● **Given request**:
From the data below, keep only the lines that contain the string "grille", and copy each of them out. Uppercase and lowercase letters count as different.

# start of Given records

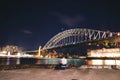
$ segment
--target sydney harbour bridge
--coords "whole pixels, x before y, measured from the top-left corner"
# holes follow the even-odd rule
[[[119,36],[119,32],[86,28],[69,29],[53,36],[42,49],[85,54],[88,49],[120,47]]]

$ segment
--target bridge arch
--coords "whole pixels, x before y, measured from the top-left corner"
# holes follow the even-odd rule
[[[116,33],[108,32],[108,31],[93,30],[93,29],[85,29],[85,28],[69,29],[53,36],[45,44],[45,46],[43,47],[43,50],[65,46],[65,45],[106,39],[106,38],[114,37],[116,35],[117,35]]]

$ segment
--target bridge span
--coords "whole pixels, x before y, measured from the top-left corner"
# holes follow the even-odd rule
[[[43,50],[61,46],[75,45],[85,42],[99,41],[120,36],[119,32],[100,31],[85,28],[65,30],[53,36],[43,47]]]

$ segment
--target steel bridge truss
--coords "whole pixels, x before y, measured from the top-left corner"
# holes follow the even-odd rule
[[[60,46],[66,46],[71,44],[78,44],[83,42],[90,42],[94,40],[107,39],[117,36],[116,33],[109,31],[99,31],[92,29],[69,29],[58,33],[51,38],[43,47],[43,49],[51,49]]]

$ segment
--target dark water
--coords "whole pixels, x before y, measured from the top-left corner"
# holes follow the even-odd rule
[[[1,57],[0,65],[17,65],[17,64],[58,64],[60,58],[10,58]],[[67,59],[68,65],[81,66],[85,64],[85,59]]]

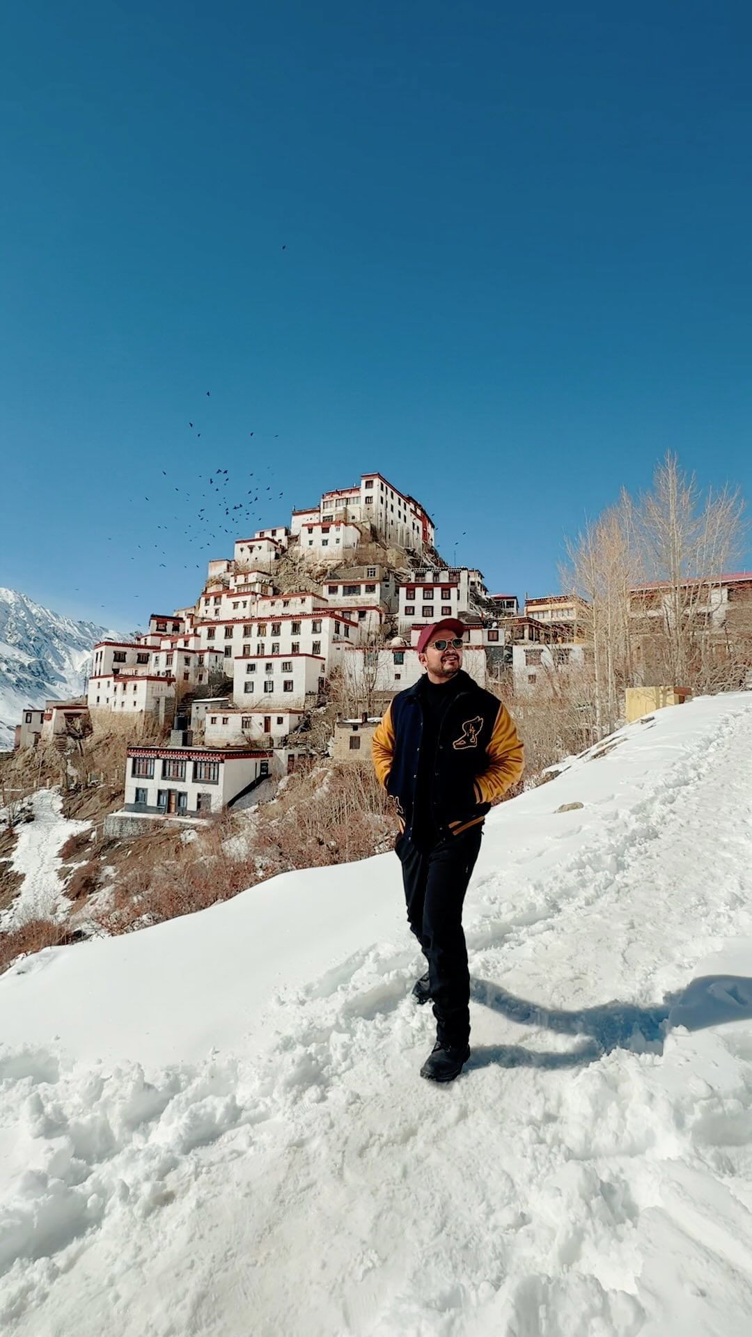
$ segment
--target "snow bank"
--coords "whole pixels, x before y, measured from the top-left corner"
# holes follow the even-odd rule
[[[7,910],[0,915],[0,933],[8,933],[33,919],[63,920],[70,904],[64,898],[60,850],[70,836],[88,830],[91,822],[62,816],[58,790],[37,789],[32,796],[33,821],[21,822],[11,858],[23,882]]]
[[[747,1333],[752,695],[613,742],[488,820],[450,1087],[393,856],[0,979],[0,1322]]]

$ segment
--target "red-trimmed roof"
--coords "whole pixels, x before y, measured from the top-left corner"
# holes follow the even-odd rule
[[[128,746],[128,757],[178,757],[185,761],[245,761],[246,758],[269,761],[269,751],[257,747],[139,747],[136,743]],[[128,775],[128,779],[139,777]],[[147,779],[149,777],[143,777]],[[153,777],[154,779],[157,777]]]
[[[269,710],[244,710],[242,706],[229,706],[227,710],[207,710],[207,715],[305,715],[298,706],[270,706]]]
[[[171,674],[157,674],[157,673],[92,673],[90,682],[100,682],[103,678],[111,678],[112,682],[174,682]]]
[[[322,664],[326,663],[324,655],[309,655],[306,650],[296,650],[289,655],[233,655],[233,659],[246,659],[249,663],[254,659],[320,659]]]
[[[322,599],[324,598],[324,595],[322,594],[317,594],[316,590],[285,590],[284,592],[280,591],[278,594],[260,594],[258,598],[260,598],[260,600],[261,599],[302,599],[302,598],[308,599],[310,595],[313,595],[314,599]]]
[[[686,584],[708,584],[708,586],[723,586],[735,584],[737,580],[752,580],[752,571],[732,571],[729,575],[723,576],[684,576],[678,583],[681,586]],[[653,580],[644,586],[632,586],[630,594],[640,594],[642,590],[666,590],[673,584],[672,580]]]
[[[155,635],[155,632],[150,632]],[[98,640],[94,650],[102,650],[104,646],[111,646],[112,650],[140,650],[143,652],[142,640]]]
[[[352,607],[352,604],[348,604],[348,607]],[[372,607],[376,606],[372,604]],[[336,618],[337,622],[347,622],[348,627],[357,627],[357,622],[353,622],[351,618],[344,618],[340,608],[332,607],[313,608],[313,612],[305,612],[301,610],[300,612],[264,612],[261,615],[258,612],[252,612],[246,618],[205,618],[197,623],[197,626],[234,627],[240,626],[241,622],[244,624],[250,624],[252,622],[302,622],[304,618]]]
[[[459,580],[405,580],[399,588],[400,594],[403,590],[459,590]]]

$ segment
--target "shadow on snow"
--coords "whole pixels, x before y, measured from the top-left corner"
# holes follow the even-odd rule
[[[504,1068],[577,1068],[594,1063],[612,1050],[636,1054],[662,1054],[669,1031],[685,1027],[701,1031],[725,1021],[752,1017],[752,980],[739,975],[705,975],[685,989],[669,993],[662,1004],[637,1007],[633,1003],[603,1003],[599,1007],[565,1012],[538,1007],[518,999],[491,980],[471,977],[470,996],[475,1003],[502,1012],[518,1025],[545,1027],[557,1035],[575,1035],[575,1050],[541,1052],[521,1044],[484,1044],[472,1050],[468,1068],[496,1063]]]

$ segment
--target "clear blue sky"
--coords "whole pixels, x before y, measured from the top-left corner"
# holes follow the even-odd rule
[[[193,602],[219,467],[246,531],[379,469],[521,596],[668,447],[752,497],[744,0],[12,0],[0,49],[0,584]]]

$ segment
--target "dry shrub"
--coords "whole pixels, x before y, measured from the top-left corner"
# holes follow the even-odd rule
[[[66,882],[66,896],[76,909],[80,909],[92,892],[96,890],[98,880],[98,864],[82,864],[79,868],[74,869],[71,877]]]
[[[60,860],[63,864],[75,864],[80,860],[82,854],[88,854],[90,852],[91,832],[74,832],[60,849]]]
[[[45,947],[71,941],[74,939],[66,932],[64,924],[45,919],[28,920],[9,933],[0,933],[0,973],[17,961],[19,956],[31,956]]]
[[[149,857],[154,836],[142,837],[146,848],[128,861],[95,921],[114,935],[193,915],[277,873],[368,858],[391,848],[396,828],[371,766],[321,762],[290,775],[273,804],[242,817],[223,813],[189,844],[173,830],[161,857],[157,850]],[[245,845],[241,857],[230,838]]]
[[[491,690],[504,702],[525,746],[525,770],[507,798],[542,781],[542,771],[595,741],[593,679],[587,666],[538,670],[543,677],[515,693],[508,675]]]

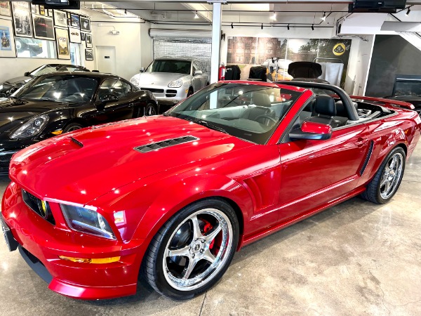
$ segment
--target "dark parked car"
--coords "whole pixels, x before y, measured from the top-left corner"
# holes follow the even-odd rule
[[[12,154],[85,126],[157,113],[154,95],[116,76],[93,72],[41,75],[0,101],[0,173]]]
[[[28,82],[32,78],[41,76],[41,74],[50,74],[58,72],[88,72],[89,70],[82,66],[74,66],[73,65],[62,64],[48,64],[43,65],[41,67],[27,72],[22,77],[12,78],[0,84],[0,98],[5,98],[10,96],[18,88],[20,88],[25,84]]]

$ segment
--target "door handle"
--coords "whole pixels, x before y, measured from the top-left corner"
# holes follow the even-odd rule
[[[356,145],[358,147],[362,147],[368,143],[368,138],[363,138],[362,137],[359,137],[356,140],[356,142],[355,142],[355,145]]]

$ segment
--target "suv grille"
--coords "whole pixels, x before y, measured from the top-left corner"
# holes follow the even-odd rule
[[[159,150],[166,147],[175,146],[175,145],[183,144],[185,143],[194,142],[199,140],[197,137],[194,136],[184,136],[178,138],[167,139],[161,142],[153,143],[152,144],[145,145],[145,146],[135,147],[134,149],[140,152],[149,152],[154,150]]]
[[[54,217],[53,217],[53,213],[51,213],[48,202],[39,199],[38,197],[26,192],[23,189],[22,189],[22,197],[23,198],[25,204],[27,204],[29,209],[48,223],[55,225],[55,220],[54,220]]]

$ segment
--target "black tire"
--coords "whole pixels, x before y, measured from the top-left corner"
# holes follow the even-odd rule
[[[81,129],[83,128],[83,126],[82,126],[78,123],[70,123],[69,124],[67,124],[65,126],[65,128],[63,129],[63,133],[76,131],[76,129]]]
[[[393,161],[396,164],[396,168],[394,165],[391,169]],[[361,197],[378,204],[387,203],[401,185],[405,171],[405,161],[406,154],[403,149],[401,147],[395,147],[387,154],[374,178],[367,185],[367,189],[361,194]]]
[[[215,216],[219,217],[219,221]],[[218,225],[212,226],[212,223]],[[210,225],[208,230],[207,225]],[[199,235],[195,235],[198,228],[194,227],[199,229]],[[171,217],[154,237],[143,258],[142,275],[165,296],[190,298],[206,291],[222,277],[236,249],[239,235],[238,219],[227,202],[215,198],[194,203]],[[208,254],[211,256],[207,256]],[[191,266],[189,275],[183,279]]]
[[[145,117],[150,117],[152,115],[156,115],[158,114],[158,110],[153,103],[148,103],[145,107],[144,114]]]

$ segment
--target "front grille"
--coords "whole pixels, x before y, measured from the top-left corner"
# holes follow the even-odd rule
[[[177,96],[177,90],[167,90],[165,95],[167,98],[174,98],[175,96]]]
[[[152,93],[163,93],[163,89],[154,89],[153,88],[140,88],[140,90],[147,90]]]
[[[23,189],[22,189],[22,197],[23,198],[23,202],[25,204],[27,204],[29,209],[44,218],[48,223],[55,225],[55,220],[54,220],[54,217],[51,213],[51,209],[50,209],[48,202],[43,202],[38,197],[32,195],[29,192],[26,192]],[[44,207],[43,207],[43,203]]]
[[[194,142],[198,140],[199,138],[194,136],[184,136],[178,138],[167,139],[161,142],[153,143],[152,144],[145,145],[145,146],[139,146],[135,147],[135,150],[140,152],[146,153],[159,150],[166,147],[175,146],[176,145],[183,144],[185,143]]]

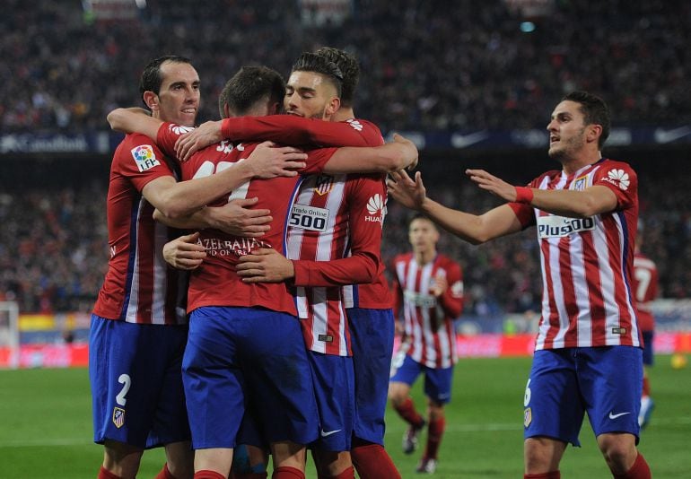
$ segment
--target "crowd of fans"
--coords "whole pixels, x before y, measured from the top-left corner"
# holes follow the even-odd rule
[[[532,31],[515,0],[352,0],[342,24],[320,26],[300,0],[148,0],[135,20],[110,22],[85,13],[89,4],[3,2],[2,131],[104,129],[111,109],[141,104],[143,65],[170,53],[193,60],[199,119],[214,119],[241,65],[287,73],[323,45],[359,57],[356,111],[382,131],[543,127],[574,89],[606,98],[618,124],[691,121],[682,0],[527,2],[551,5]]]
[[[448,174],[424,175],[430,196],[446,205],[482,213],[498,204],[468,180],[461,184],[461,179]],[[658,263],[660,294],[691,297],[691,200],[685,193],[688,175],[654,180],[640,176],[643,250]],[[79,186],[76,181],[62,187],[37,185],[5,188],[0,195],[0,300],[18,301],[22,312],[89,312],[103,281],[107,178],[74,178]],[[409,250],[412,214],[389,202],[382,246],[387,264],[394,255]],[[539,310],[542,283],[534,235],[530,229],[472,246],[442,233],[439,250],[464,268],[467,314]]]

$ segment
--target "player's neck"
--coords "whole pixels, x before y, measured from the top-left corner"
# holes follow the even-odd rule
[[[346,121],[354,119],[355,118],[355,112],[353,111],[353,107],[343,107],[338,109],[334,115],[331,116],[331,121]]]

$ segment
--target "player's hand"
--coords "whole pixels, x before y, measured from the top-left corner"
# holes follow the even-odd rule
[[[415,144],[398,133],[394,133],[393,141],[402,148],[401,154],[406,159],[406,170],[414,170],[417,166],[418,152]]]
[[[415,181],[403,170],[394,171],[386,180],[386,187],[387,193],[407,208],[421,209],[427,197],[420,171],[415,172]]]
[[[258,197],[234,199],[223,206],[206,208],[208,222],[213,228],[233,236],[258,238],[271,227],[271,210],[252,209],[259,201]]]
[[[430,294],[435,298],[439,298],[449,288],[449,282],[446,281],[446,276],[443,274],[437,274],[434,276],[434,280],[430,285]]]
[[[271,248],[240,257],[236,269],[243,283],[282,283],[295,275],[293,261]]]
[[[293,146],[276,146],[273,142],[257,145],[247,159],[254,178],[269,179],[276,177],[297,176],[297,170],[304,168],[307,153]]]
[[[181,135],[175,142],[175,154],[180,161],[187,161],[195,152],[223,139],[222,121],[207,121]]]
[[[516,187],[503,179],[490,175],[484,170],[466,170],[466,174],[482,189],[506,201],[516,201]]]
[[[196,269],[206,257],[206,248],[198,244],[199,233],[176,238],[163,245],[163,259],[177,269]]]

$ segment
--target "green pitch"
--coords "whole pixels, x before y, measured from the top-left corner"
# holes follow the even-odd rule
[[[456,368],[451,404],[437,478],[516,478],[522,475],[523,388],[529,358],[461,360]],[[651,371],[657,407],[642,433],[640,449],[660,478],[691,477],[691,368],[672,370],[659,356]],[[424,408],[420,384],[415,405]],[[424,443],[404,456],[403,422],[389,411],[387,449],[404,478],[415,473]],[[582,447],[569,448],[563,477],[610,477],[586,423]],[[92,443],[91,402],[86,370],[0,371],[0,477],[94,478],[102,459]],[[144,454],[140,478],[153,478],[163,463],[161,449]],[[316,475],[308,465],[308,477]]]

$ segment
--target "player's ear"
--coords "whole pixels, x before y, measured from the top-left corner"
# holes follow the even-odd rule
[[[327,103],[327,109],[324,110],[324,113],[326,116],[331,117],[338,111],[339,108],[341,108],[341,99],[333,97],[328,100],[328,103]]]
[[[146,106],[149,107],[149,109],[152,111],[157,111],[159,109],[158,95],[156,93],[147,90],[144,92],[142,98],[144,99],[144,102],[146,103]]]

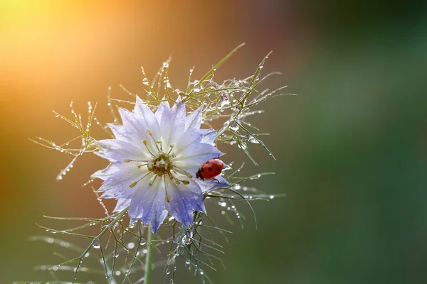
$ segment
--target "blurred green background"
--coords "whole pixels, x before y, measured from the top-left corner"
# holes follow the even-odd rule
[[[183,88],[190,67],[200,77],[243,42],[220,78],[250,75],[273,50],[263,70],[283,75],[264,87],[299,95],[253,119],[277,161],[256,145],[258,168],[227,158],[276,172],[251,185],[287,197],[254,204],[258,230],[214,214],[234,234],[214,282],[426,283],[426,4],[0,0],[0,40],[1,283],[48,279],[33,267],[58,258],[27,241],[51,224],[42,215],[102,214],[80,185],[105,161],[83,158],[57,182],[68,157],[28,140],[77,134],[52,109],[98,102],[106,121],[107,87],[113,97],[126,98],[120,83],[142,93],[141,65],[153,76],[172,55],[172,84]],[[199,283],[190,276],[176,283]]]

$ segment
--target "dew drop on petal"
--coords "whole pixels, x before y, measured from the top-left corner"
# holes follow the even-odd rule
[[[96,239],[95,240],[95,241],[93,242],[93,244],[92,244],[92,247],[93,248],[96,248],[98,249],[99,248],[101,247],[101,244],[100,244],[100,240],[98,239]]]

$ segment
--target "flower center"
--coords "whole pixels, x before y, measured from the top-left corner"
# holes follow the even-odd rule
[[[148,170],[156,175],[163,175],[169,173],[173,168],[171,158],[171,155],[166,153],[159,153],[148,161]]]

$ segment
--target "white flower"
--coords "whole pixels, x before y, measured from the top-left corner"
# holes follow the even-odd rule
[[[115,139],[97,141],[97,155],[110,161],[93,175],[104,180],[102,197],[117,200],[115,212],[129,207],[131,222],[150,223],[155,232],[168,213],[189,226],[194,210],[205,212],[203,192],[228,185],[217,180],[195,179],[205,161],[223,153],[214,146],[216,131],[201,129],[201,108],[186,117],[178,99],[155,114],[137,97],[134,112],[119,110],[123,125],[109,124]]]

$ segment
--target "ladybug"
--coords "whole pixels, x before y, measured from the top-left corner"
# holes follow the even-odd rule
[[[196,173],[196,178],[200,178],[201,180],[211,180],[219,175],[223,168],[224,163],[222,160],[218,158],[208,160],[201,164]]]

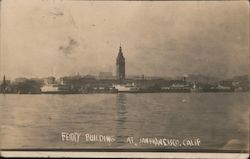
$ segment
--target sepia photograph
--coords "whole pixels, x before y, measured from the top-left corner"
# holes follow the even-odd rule
[[[248,1],[1,0],[0,156],[248,158],[249,66]]]

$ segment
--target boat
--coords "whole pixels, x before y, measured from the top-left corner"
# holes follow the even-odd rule
[[[70,94],[73,93],[67,85],[47,84],[41,87],[41,93],[47,94]]]
[[[113,87],[117,89],[118,92],[123,93],[136,93],[140,91],[140,89],[134,83],[114,84]]]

# end of Given records

● **Task response**:
--target "suv grille"
--target "front grille"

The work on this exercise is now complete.